====== Task inputs ======

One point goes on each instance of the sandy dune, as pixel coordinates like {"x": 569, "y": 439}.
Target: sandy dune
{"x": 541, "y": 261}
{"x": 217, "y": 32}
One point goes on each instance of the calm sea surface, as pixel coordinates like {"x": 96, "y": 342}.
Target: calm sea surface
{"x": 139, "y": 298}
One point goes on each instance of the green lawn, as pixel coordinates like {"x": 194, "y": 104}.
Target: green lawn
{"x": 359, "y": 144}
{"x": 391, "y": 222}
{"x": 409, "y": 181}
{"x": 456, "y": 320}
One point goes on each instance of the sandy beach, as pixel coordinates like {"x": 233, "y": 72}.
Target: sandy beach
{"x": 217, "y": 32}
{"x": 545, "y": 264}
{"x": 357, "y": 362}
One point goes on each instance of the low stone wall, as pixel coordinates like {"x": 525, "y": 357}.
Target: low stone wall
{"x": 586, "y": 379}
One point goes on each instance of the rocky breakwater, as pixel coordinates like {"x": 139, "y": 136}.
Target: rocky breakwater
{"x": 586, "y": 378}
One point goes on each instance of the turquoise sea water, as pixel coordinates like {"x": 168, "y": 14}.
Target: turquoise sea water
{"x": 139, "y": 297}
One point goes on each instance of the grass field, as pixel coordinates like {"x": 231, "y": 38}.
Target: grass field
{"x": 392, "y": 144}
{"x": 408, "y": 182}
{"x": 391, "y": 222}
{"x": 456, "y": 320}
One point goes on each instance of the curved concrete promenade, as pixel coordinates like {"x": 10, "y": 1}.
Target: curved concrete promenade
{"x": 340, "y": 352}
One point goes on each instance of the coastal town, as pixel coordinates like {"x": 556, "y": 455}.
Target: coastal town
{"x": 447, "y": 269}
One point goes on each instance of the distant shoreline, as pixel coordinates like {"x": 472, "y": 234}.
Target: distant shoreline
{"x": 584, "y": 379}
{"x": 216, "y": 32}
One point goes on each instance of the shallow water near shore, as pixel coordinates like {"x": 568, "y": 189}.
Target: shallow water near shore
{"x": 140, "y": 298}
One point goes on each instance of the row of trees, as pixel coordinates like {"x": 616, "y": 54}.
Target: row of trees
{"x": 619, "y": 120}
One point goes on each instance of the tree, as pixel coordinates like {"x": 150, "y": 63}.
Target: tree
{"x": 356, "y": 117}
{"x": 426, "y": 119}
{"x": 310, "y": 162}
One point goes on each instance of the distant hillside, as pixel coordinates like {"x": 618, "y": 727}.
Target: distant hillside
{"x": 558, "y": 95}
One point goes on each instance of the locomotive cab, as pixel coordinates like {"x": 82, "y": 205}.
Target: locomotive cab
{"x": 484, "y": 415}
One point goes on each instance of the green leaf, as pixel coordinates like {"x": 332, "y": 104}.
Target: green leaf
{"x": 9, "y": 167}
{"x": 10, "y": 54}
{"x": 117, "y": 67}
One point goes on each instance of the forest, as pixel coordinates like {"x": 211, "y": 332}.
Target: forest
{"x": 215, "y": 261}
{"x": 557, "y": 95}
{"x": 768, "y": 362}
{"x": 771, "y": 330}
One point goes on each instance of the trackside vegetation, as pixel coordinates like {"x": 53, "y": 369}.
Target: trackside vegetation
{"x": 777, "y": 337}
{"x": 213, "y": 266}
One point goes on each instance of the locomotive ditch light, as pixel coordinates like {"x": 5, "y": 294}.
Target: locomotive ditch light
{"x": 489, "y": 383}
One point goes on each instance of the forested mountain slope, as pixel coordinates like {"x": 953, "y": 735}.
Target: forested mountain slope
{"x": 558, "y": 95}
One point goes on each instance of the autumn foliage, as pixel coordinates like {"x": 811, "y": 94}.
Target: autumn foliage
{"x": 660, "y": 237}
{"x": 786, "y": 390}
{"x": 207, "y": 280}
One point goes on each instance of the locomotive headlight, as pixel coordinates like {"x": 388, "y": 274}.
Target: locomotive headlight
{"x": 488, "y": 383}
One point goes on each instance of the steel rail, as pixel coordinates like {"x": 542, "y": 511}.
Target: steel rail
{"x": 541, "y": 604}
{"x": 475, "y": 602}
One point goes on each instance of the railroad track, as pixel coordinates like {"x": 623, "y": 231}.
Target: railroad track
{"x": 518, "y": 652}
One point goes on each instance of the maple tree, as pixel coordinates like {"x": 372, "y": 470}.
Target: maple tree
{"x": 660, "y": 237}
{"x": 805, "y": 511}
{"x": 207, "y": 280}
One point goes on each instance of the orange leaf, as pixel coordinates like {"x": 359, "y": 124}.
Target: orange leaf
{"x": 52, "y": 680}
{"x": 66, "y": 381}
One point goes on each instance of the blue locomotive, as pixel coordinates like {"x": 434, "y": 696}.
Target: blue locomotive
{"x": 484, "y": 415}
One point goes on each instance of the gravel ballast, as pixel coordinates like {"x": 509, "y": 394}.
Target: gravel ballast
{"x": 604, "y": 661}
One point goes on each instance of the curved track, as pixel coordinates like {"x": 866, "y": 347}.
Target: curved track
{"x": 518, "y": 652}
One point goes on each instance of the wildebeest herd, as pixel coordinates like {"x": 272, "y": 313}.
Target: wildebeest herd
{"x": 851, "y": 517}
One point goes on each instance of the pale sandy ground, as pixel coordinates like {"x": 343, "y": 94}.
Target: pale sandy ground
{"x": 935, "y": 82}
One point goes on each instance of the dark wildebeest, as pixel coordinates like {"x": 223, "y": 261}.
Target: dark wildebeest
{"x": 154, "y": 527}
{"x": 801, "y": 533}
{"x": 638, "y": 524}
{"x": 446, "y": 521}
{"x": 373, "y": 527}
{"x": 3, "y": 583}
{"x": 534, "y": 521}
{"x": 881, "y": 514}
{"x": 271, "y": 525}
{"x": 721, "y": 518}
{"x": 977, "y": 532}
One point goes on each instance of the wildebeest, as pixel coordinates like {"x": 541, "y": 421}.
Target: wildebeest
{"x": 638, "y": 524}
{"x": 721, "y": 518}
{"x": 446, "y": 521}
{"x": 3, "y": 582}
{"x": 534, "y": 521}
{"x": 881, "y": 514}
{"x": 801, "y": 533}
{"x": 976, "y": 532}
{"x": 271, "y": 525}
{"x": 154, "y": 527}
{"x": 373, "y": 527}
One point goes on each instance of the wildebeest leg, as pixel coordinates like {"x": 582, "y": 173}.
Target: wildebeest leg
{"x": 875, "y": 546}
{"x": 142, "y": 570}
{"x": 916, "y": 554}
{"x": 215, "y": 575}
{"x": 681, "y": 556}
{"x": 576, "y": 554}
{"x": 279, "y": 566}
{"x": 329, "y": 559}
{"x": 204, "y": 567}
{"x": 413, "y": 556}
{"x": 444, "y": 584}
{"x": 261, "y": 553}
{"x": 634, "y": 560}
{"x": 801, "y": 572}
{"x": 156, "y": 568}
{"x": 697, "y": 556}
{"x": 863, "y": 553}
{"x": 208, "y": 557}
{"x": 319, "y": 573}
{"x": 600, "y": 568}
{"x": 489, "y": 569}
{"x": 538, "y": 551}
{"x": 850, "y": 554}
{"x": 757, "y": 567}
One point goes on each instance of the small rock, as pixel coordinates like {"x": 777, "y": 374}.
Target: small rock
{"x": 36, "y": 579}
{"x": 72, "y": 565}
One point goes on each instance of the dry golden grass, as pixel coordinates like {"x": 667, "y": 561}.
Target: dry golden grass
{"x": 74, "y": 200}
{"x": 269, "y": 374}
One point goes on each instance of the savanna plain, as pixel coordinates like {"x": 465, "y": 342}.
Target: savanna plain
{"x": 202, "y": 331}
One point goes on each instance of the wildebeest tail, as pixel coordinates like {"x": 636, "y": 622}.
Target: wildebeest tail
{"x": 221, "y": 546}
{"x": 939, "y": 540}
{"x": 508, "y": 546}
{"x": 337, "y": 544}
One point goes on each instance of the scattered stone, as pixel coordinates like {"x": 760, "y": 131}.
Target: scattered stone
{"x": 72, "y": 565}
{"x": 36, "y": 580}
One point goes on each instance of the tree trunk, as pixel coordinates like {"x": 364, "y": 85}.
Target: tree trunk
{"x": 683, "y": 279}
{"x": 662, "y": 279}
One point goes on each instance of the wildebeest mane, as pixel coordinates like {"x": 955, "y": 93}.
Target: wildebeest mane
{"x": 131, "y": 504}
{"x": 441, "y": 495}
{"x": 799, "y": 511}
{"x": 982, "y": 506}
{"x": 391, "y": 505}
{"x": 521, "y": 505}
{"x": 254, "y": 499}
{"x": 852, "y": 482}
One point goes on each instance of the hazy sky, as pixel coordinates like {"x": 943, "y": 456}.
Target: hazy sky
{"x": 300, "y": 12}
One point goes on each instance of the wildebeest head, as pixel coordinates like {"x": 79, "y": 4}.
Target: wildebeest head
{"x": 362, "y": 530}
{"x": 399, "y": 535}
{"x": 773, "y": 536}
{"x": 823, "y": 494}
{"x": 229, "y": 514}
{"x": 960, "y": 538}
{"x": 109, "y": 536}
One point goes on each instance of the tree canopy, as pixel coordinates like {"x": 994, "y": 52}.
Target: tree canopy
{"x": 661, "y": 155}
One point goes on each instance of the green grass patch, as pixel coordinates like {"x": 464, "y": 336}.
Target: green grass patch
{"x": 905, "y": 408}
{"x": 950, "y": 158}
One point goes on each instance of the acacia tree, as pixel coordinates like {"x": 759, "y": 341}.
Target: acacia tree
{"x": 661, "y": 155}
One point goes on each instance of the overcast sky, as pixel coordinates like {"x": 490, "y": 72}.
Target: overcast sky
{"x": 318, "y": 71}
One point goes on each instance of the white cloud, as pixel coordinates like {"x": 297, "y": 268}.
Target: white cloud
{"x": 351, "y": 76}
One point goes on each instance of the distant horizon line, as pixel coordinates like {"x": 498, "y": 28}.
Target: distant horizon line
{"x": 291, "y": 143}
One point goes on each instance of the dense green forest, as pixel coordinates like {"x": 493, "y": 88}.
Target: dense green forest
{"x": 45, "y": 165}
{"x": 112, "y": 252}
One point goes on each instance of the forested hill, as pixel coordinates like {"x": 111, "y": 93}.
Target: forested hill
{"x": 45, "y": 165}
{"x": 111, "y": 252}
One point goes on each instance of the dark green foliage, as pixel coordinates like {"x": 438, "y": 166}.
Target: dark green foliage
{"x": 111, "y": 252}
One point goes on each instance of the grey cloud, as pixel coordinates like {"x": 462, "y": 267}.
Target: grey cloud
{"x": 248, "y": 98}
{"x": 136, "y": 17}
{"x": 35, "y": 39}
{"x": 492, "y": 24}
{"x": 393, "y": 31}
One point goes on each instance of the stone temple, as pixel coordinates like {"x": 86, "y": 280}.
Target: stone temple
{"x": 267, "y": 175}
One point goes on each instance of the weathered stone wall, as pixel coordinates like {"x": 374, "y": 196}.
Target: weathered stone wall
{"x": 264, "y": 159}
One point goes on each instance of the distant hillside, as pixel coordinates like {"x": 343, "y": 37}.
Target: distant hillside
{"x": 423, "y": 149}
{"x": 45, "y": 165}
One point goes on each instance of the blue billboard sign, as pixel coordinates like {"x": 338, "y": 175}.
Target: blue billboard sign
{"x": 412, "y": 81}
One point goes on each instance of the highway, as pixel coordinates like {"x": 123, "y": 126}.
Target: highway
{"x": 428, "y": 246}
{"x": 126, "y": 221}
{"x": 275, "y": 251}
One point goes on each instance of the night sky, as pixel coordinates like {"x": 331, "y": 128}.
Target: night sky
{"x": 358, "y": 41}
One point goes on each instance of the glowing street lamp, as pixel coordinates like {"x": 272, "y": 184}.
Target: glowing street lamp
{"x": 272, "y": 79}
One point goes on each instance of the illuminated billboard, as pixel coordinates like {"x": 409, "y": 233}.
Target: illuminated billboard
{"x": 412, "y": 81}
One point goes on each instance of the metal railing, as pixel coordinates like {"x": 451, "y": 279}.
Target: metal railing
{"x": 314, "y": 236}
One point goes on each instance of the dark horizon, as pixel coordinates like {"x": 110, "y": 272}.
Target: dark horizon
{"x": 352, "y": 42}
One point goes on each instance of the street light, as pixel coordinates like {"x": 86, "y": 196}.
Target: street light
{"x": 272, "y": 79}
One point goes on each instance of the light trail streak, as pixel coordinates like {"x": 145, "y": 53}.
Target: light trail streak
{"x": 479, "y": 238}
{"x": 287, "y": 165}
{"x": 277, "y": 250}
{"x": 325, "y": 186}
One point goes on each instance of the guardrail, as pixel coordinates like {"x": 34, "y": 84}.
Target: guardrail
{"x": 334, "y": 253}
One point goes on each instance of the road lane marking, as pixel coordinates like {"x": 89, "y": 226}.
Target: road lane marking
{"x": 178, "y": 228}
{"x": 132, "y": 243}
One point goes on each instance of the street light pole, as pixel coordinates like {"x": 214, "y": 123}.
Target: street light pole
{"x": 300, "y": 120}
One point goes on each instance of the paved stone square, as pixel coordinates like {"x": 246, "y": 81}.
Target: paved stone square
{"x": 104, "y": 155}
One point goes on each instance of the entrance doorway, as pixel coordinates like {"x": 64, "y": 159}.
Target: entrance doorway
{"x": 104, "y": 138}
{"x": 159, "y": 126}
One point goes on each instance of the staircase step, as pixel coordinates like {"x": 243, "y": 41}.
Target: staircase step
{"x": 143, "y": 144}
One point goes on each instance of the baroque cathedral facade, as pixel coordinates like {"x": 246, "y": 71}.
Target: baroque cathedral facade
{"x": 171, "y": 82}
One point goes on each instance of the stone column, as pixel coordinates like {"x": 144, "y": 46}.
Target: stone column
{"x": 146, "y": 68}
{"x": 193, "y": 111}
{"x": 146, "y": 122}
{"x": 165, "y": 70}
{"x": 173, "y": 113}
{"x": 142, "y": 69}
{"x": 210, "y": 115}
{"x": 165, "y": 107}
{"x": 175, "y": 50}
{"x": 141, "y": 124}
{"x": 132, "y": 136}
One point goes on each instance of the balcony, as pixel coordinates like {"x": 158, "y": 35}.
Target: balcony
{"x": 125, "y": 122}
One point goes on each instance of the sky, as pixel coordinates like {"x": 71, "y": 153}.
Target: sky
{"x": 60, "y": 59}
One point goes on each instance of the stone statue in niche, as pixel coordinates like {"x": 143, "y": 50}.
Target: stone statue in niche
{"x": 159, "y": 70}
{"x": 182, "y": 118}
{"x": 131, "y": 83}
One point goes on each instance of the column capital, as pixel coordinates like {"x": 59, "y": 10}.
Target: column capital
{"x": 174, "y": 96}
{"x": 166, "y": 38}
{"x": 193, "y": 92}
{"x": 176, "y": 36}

======

▶ **Exercise instructions**: Convert everything from the line containing "One point goes on each instance of the column" down to the end of the items into a Markdown table with columns n and Line, one numbered row per line and blank lines omitted.

▶ **Exercise response**:
| n | Line |
|---|---|
| 1 | One point goes on each instance of the column capital, as pixel coordinates like {"x": 59, "y": 10}. |
| 2 | Target: column capital |
| 3 | {"x": 174, "y": 96} |
| 4 | {"x": 166, "y": 38} |
| 5 | {"x": 193, "y": 92} |
| 6 | {"x": 176, "y": 36} |